- Text provided
The Company reported a net loss for the third quarter of 2007 of $12.5 million, or $0.41 per share, compared to a net loss of $15.7 million, or $0.54 per share in the second quarter of 2007. Included in the net loss for the third quarter of 2007 was $1.2 million, or $0.04 per share, of stock based compensation expense. The net loss for the second quarter of 2007 included $1.6 million, or $0.05 per share, of stock based compensation expense.
Based on these results and the outlook for the remainder of the year, the Company now expects full year 2007 revenues to be between $22 million and $25 million.
“We are very pleased to report our second consecutive quarter of strong sequential growth as we continue to execute on the commercial strategies we implemented earlier this year,” said Geert Cauwenbergh, Ph.D., Chief Executive Officer of Barrier Therapeutics. “The results of the third quarter are confirmation that Barrier Therapeutics is successfully transitioning from a pure research and development company into a commercial organization with meaningful revenue and growth potential. We expect revenues to continue to grow in the months ahead, and we have revised our revenue guidance accordingly. We also expect that our net losses will continue to decline as our revenue growth continues.”

- Source data
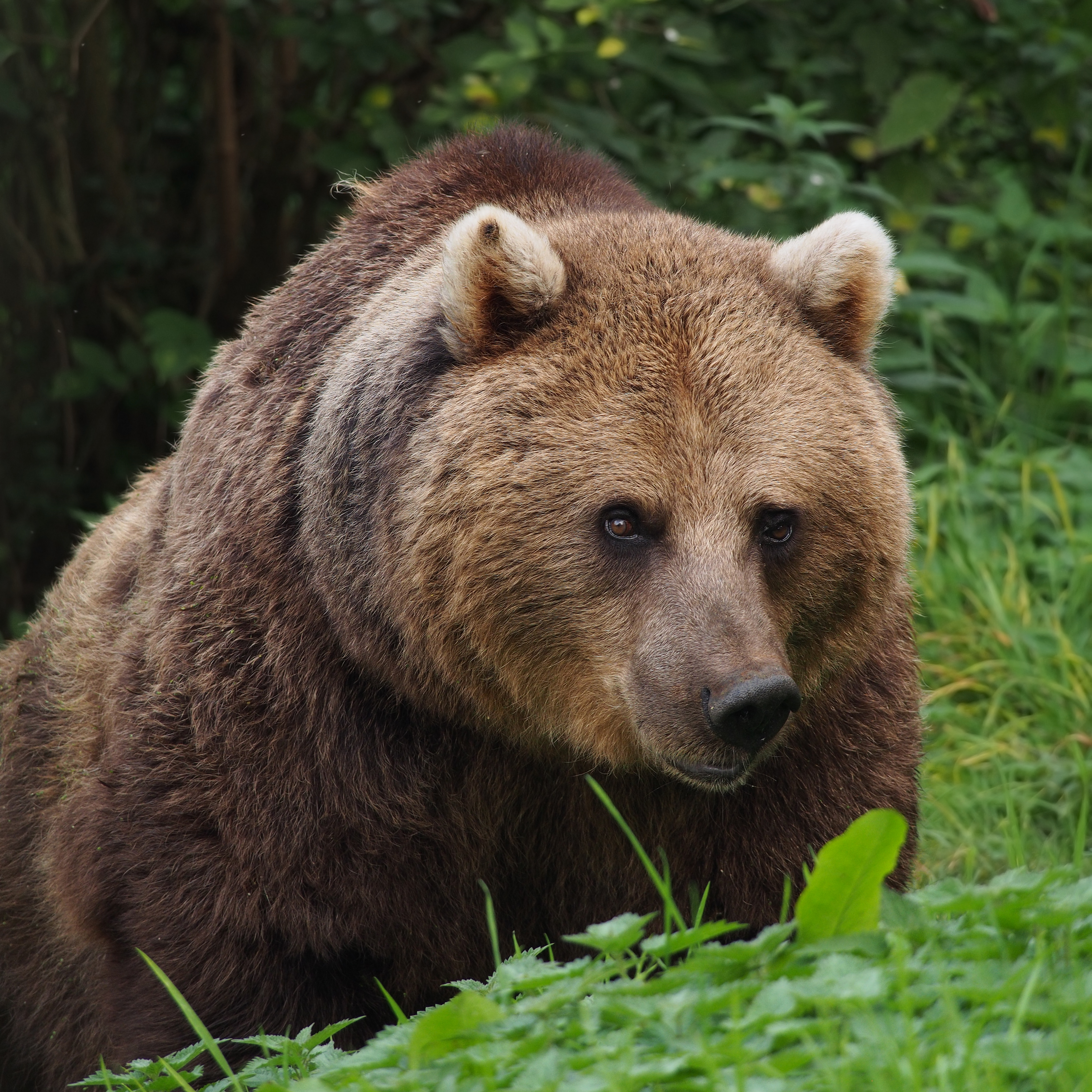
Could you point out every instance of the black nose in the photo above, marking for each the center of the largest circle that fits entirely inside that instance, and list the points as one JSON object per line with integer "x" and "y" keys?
* * *
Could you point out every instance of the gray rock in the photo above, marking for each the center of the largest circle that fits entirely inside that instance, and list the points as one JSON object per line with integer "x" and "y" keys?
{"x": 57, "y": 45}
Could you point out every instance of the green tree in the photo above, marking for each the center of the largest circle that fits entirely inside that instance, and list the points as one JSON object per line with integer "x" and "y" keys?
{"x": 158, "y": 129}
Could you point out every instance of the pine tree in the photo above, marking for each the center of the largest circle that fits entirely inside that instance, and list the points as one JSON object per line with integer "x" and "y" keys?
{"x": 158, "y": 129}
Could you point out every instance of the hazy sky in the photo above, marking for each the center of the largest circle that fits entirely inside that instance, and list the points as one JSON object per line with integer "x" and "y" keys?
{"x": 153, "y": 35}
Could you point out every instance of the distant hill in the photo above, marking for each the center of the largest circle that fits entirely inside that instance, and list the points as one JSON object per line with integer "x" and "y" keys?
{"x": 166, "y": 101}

- Assigned task
Rewrite the quarterly results text, everything from "The Company reported" down to "or $0.05 per share, of stock based compensation expense.", replacing "stock based compensation expense" with "share-based compensation expense" each time it appears.

- Response to this exercise
The Company reported a net loss for the third quarter of 2007 of $12.5 million, or $0.41 per share, compared to a net loss of $15.7 million, or $0.54 per share in the second quarter of 2007. Included in the net loss for the third quarter of 2007 was $1.2 million, or $0.04 per share, of share-based compensation expense. The net loss for the second quarter of 2007 included $1.6 million, or $0.05 per share, of share-based compensation expense.